• TASK: State only the number of lines in the material below that contain the string "pavement". Matching is case-sensitive.

━━ TASK MATERIAL ━━

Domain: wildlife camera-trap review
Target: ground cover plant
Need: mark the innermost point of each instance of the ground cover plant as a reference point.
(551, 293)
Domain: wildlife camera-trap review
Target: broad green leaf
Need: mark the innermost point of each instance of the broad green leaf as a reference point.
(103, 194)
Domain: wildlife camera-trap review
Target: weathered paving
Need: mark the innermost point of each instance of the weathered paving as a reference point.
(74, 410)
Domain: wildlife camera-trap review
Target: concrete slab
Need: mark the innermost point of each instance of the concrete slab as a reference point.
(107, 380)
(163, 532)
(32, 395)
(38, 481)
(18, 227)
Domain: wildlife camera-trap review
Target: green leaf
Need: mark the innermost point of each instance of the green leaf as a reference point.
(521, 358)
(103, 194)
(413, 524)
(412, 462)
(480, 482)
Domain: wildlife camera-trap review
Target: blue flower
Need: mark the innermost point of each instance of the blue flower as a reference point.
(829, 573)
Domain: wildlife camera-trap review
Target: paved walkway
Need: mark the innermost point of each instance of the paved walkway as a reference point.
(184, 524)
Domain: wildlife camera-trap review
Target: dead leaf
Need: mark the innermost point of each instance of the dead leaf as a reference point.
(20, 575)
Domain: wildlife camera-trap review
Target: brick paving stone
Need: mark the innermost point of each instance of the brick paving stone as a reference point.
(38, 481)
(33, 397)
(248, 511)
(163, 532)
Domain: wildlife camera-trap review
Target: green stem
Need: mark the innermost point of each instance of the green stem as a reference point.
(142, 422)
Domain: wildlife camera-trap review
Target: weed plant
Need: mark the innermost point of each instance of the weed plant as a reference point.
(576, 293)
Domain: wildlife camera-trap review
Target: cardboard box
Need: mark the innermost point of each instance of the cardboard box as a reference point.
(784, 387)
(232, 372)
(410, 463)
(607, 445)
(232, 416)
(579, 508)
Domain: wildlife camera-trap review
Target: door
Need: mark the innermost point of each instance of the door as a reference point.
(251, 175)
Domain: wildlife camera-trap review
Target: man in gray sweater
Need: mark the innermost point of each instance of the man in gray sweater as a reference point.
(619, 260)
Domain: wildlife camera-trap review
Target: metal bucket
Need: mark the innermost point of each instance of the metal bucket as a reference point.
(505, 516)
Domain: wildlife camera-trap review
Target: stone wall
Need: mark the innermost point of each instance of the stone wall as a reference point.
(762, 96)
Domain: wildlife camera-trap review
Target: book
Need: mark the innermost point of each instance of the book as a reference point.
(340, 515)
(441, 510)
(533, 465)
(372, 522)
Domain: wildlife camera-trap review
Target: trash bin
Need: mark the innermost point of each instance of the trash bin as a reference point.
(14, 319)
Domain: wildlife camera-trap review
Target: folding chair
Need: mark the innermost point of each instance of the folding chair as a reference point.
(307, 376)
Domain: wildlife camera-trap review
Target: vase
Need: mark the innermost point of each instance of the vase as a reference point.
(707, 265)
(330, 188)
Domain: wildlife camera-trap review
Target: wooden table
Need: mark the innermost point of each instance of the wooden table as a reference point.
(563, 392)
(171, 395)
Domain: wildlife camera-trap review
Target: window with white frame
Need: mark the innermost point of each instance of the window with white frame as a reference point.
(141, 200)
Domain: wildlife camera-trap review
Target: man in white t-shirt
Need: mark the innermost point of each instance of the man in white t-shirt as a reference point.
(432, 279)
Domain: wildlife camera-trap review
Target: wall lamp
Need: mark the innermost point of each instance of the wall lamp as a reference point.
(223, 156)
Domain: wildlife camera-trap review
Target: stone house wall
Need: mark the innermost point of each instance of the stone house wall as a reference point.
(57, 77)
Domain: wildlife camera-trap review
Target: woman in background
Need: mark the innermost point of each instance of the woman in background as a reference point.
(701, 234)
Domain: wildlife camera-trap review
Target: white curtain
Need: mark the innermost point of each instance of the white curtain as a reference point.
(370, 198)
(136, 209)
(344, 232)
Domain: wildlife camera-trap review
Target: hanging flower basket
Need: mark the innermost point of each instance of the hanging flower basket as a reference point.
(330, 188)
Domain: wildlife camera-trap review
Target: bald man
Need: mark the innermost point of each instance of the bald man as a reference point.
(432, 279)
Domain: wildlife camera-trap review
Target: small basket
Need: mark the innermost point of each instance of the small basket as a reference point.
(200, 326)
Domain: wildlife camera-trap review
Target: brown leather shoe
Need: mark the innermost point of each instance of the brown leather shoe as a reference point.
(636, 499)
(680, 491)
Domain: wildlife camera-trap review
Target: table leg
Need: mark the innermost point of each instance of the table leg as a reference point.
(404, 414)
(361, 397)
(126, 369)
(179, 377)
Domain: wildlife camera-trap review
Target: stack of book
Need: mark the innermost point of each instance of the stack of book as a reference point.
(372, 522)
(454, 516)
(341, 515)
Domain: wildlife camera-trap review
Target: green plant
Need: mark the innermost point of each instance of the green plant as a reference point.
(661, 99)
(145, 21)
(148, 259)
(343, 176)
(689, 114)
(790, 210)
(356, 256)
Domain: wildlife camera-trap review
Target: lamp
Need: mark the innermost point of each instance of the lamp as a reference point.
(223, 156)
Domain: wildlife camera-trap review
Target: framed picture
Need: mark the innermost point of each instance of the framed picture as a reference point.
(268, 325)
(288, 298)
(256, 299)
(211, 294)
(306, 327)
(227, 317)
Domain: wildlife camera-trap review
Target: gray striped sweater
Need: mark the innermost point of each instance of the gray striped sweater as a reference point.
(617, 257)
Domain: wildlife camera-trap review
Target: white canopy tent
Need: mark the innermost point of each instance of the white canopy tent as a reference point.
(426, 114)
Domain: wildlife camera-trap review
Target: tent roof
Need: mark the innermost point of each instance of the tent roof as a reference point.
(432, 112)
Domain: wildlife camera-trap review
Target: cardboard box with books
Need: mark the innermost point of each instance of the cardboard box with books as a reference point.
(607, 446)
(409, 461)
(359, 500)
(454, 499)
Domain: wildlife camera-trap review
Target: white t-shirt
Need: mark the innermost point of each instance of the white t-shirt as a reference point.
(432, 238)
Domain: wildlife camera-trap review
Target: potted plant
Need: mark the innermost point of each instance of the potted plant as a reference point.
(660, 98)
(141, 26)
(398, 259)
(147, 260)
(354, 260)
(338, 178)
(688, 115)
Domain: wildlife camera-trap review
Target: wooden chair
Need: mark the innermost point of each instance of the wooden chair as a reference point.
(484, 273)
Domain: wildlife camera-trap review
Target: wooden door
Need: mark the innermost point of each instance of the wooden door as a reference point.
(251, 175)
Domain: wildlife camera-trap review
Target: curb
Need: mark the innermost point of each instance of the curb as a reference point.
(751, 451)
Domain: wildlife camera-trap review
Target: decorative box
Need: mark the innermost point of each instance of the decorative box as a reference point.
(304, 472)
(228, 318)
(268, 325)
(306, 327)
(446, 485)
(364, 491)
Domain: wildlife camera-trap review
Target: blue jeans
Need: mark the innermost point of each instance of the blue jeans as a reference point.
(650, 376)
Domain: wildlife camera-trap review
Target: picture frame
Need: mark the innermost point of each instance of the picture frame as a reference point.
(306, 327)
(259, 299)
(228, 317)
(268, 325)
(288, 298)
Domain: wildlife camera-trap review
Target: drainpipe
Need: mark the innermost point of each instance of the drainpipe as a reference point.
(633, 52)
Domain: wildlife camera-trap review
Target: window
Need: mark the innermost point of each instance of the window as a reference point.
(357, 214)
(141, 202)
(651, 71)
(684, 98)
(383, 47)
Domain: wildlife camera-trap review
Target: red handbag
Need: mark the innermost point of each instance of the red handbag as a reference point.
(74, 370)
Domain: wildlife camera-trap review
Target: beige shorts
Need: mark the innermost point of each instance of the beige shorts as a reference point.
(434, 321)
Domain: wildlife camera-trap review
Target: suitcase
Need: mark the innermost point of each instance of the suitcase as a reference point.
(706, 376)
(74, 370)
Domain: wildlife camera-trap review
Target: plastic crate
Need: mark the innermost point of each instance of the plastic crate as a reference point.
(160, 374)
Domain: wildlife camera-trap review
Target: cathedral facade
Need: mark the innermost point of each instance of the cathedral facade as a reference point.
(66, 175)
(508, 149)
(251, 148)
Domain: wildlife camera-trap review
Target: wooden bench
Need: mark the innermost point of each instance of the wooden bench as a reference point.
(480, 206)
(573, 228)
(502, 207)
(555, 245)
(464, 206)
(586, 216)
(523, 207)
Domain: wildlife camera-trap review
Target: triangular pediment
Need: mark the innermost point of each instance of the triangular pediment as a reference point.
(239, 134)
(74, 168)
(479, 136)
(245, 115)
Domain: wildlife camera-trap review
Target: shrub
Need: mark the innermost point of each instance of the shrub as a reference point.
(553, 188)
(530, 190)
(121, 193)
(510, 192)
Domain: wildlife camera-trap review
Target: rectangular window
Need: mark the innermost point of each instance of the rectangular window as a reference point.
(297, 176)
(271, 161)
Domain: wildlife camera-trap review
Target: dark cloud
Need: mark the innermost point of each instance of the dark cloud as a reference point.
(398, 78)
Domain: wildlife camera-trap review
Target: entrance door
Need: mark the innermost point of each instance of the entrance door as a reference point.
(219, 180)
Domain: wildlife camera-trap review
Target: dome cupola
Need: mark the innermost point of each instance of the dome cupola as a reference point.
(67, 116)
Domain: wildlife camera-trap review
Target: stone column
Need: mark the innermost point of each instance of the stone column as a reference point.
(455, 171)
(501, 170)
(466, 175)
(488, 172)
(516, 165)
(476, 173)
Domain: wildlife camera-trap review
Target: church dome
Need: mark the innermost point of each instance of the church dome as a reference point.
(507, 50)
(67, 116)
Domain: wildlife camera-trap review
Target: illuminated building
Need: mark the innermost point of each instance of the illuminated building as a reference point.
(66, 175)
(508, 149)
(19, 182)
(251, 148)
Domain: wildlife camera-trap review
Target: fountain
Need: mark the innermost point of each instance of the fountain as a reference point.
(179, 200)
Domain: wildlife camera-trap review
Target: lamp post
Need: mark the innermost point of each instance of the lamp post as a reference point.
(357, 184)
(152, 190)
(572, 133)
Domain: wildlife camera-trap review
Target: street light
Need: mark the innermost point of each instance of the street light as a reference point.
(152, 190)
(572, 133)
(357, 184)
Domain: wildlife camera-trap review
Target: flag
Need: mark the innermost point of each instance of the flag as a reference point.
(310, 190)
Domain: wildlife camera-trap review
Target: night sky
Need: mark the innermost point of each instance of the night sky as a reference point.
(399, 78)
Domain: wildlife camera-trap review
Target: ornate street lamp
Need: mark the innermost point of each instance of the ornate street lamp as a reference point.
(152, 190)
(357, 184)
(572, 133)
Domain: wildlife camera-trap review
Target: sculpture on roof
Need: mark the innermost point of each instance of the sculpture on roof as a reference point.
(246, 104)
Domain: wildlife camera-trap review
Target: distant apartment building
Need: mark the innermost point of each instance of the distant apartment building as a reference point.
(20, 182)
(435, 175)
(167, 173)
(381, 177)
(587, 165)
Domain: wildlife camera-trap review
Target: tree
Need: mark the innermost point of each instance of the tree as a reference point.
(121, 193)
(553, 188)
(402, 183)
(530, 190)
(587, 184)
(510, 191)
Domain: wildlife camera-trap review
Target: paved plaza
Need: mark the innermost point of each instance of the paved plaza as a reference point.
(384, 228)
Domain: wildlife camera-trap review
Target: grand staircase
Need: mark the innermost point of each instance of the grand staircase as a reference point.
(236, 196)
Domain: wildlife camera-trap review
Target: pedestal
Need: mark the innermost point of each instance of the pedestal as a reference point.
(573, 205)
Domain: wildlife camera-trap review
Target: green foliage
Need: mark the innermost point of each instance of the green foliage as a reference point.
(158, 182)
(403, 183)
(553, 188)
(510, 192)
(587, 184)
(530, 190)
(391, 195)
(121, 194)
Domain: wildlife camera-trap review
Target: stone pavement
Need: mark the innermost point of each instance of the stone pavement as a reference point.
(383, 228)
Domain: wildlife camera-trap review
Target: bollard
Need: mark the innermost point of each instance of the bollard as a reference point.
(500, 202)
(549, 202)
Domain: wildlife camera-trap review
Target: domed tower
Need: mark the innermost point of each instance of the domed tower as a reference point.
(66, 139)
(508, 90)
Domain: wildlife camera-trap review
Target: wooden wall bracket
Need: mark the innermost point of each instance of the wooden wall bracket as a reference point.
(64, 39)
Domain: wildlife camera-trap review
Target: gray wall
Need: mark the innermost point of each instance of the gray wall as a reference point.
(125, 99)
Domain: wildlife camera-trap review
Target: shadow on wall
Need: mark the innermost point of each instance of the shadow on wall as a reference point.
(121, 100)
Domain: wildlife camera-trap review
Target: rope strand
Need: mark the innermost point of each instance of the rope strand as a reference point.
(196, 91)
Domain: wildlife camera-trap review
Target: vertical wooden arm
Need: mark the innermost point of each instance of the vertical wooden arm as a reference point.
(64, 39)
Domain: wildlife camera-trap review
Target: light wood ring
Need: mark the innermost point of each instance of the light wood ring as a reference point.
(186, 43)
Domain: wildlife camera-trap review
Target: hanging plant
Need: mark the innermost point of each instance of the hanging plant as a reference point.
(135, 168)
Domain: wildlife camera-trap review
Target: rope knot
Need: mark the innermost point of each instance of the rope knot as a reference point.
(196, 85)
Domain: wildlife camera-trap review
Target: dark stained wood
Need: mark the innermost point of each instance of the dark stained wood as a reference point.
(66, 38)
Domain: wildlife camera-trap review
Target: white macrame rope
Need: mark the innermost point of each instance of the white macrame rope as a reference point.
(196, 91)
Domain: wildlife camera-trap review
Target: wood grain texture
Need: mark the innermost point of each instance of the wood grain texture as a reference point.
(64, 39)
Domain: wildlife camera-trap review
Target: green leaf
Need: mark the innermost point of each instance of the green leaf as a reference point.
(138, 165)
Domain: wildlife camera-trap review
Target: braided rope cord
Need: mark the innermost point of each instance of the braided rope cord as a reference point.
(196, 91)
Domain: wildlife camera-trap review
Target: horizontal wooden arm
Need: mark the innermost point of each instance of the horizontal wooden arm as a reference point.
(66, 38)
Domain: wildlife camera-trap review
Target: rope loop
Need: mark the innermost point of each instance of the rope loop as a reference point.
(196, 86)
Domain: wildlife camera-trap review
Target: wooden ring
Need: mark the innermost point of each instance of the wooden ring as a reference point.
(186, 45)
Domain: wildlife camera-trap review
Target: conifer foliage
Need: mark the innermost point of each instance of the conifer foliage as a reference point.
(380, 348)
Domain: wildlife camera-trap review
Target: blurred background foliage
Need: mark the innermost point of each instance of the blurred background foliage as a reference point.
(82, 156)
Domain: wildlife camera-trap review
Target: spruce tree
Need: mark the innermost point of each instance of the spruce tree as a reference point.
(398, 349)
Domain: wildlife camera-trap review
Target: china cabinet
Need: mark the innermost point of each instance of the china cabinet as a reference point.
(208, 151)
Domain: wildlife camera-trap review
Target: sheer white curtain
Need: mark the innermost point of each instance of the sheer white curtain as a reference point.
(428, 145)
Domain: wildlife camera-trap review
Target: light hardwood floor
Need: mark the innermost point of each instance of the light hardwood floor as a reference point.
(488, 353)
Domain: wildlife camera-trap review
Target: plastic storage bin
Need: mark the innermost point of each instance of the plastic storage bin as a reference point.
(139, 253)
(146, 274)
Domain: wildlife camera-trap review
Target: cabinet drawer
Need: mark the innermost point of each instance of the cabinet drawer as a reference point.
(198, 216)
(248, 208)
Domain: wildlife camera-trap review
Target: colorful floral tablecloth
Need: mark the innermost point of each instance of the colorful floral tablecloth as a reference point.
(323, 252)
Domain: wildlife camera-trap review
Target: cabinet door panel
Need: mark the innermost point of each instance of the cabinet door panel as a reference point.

━━━

• SOLUTION TO THE EXERCISE: 2